• [任务要求]
下面的网页摘录讲的是怎样从 kmem_cache 里分配出 kmalloc_cache，请从它停下的地方接着往下写。

• [网页摘录]
========================
第二阶段 从kmem_cache slab中分配kmalloc_cache
     下面来看如何利用第一阶段分配的kmem_cache创建kmalloc_cache.
     分配的过程分两步,第一步是从kmem_cache中分配一个kmem_cache obj;第二步是调用create_boot_cache把刚分配的kmem_cache obj 初始化和setup,该过程同kmem_cache 的创建过程,这里不再赘述。
     create_kmalloc_cache->kmem_cache_zalloc->kmem_cache_alloc->slab_alloc->__do_cache_alloc->____cache_alloc.
     create_kmalloc_cache->create_boot_cache.
     

上述调用栈不一一细看了,直接看关键的函数:slab_alloc函数将从kmem_cache slab中分配一个kmem_cache struct 对象。
static __always_inline void *
slab_alloc(struct kmem_cache *cachep, gfp_t flags, unsigned long caller) //此时cachep为上面刚创建好的kmem_cache
{
    unsigned long save_flags;
    void *objp;

    flags &= gfp_allowed_mask;

    lockdep_trace_alloc(flags);

    if (slab_should_failslab(cachep, flags))
        return NULL;

    cachep = memcg_kmem_get_cache(cachep, flags);

    cache_alloc_debugcheck_before(cachep, flags);
    local_irq_save(save_flags);
    objp = __do_cache_alloc(cachep, flags);//真正分配slab obj的函数
    local_irq_restore(save_flags);
    objp = cache_alloc_debugcheck_after(cachep, flags, objp, caller);
    kmemleak_alloc_recursive(objp, cachep->object_size, 1, cachep->flags,
                 flags);
    prefetchw(objp);

    if (likely(objp)) {
        kmemcheck_slab_alloc(cachep, flags, objp, cachep->object_size);
        if (unlikely(flags & __GFP_ZERO))
========================
• [记录数据]
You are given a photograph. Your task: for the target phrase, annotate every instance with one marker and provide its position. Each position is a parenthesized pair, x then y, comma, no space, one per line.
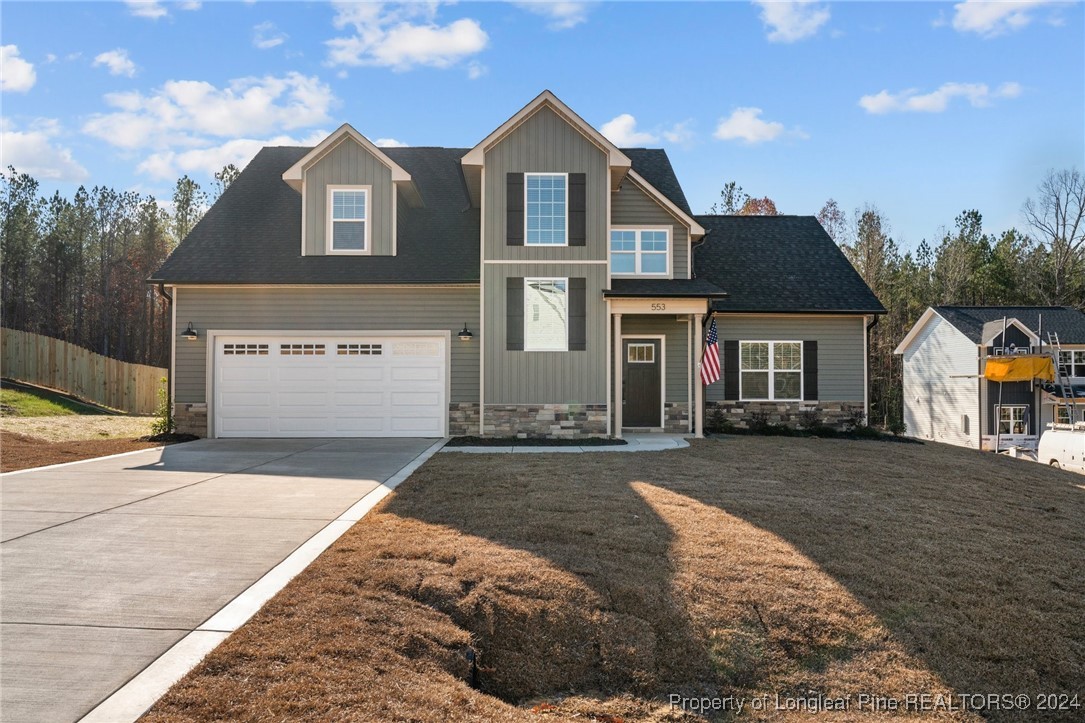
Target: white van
(1063,445)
========================
• [本题答案]
            memset(objp, 0, cachep->object_size);
    }

    return objp; //返回分配的slab obj
}

static __always_inline void *
__do_cache_alloc(struct kmem_cache *cachep, gfp_t flags)
{
    return ____cache_alloc(cachep, flags);
}

     static inline void *____cache_alloc(struct kmem_cache *cachep, gfp_t flags)
{
    void *objp;
    struct array_cache *ac;
    bool force_refill = false;

    check_irq_off();

    ac = cpu_cache_get(cachep);//获取array_cache,
    if (likely(ac->avail)) {//如果当前ac有可分配的obj,则直接分配
        ac->touched = 1;
        objp = ac_get_obj(cachep, ac, flags, false);

        /*
         * Allow for the possibility all avail objects are not allowed
         * by the current flags
         */
        if (objp) {
            STATS_INC_ALLOCHIT(cachep);
            goto out;
        }
        force_refill = true;
    }

     //在当前slab的arraycache数组中没有可分配的obj,则通过cache_alloc_refill,新分配一个page,并把相应的slab objs填入arraycache中
    STATS_INC_ALLOCMISS(cachep);
    objp = cache_alloc_refill(cachep, flags, force_refill);
    /*
     * the 'ac' may be updated by cache_alloc_refill(),
     * and kmemleak_erase() requires its correct value.
     */
    ac = cpu_cache_get(cachep);

out:
    /*
     * To avoid a false negative, if an object that is in one of the
     * per-CPU caches is leaked, we need to make sure kmemleak doesn't
     * treat the array pointers as a reference to the object.
     */
    if (objp)
        kmemleak_erase(&ac->entry[ac->avail]);//分配完obj后,把obj对应的ac位置清空
    return objp;
}
具体从新分配的page中获取slab obj的函数如下:
static void *cache_alloc_refill(struct kmem_cache *cachep, gfp_t flags,
                            bool force_refill)
{
    int batchcount;
    struct kmem_cache_node *n;
    struct array_cache *ac;
    int node;

    check_irq_off();
    node = numa_mem_id();
    if (unlikely(force_refill))
        goto force_grow;
retry:
    ac = cpu_cache_get(cachep);//获取当前cpu的缓冲区数组
    batchcount = ac->batchcount;
    if (!ac->touched && batchcount > BATCHREFILL_LIMIT) {//对批量申请个数进行调整
        /*
         * If there was little recent activity on this cache, then
         * perform only a partial refill.  Otherwise we could generate
         * refill bouncing.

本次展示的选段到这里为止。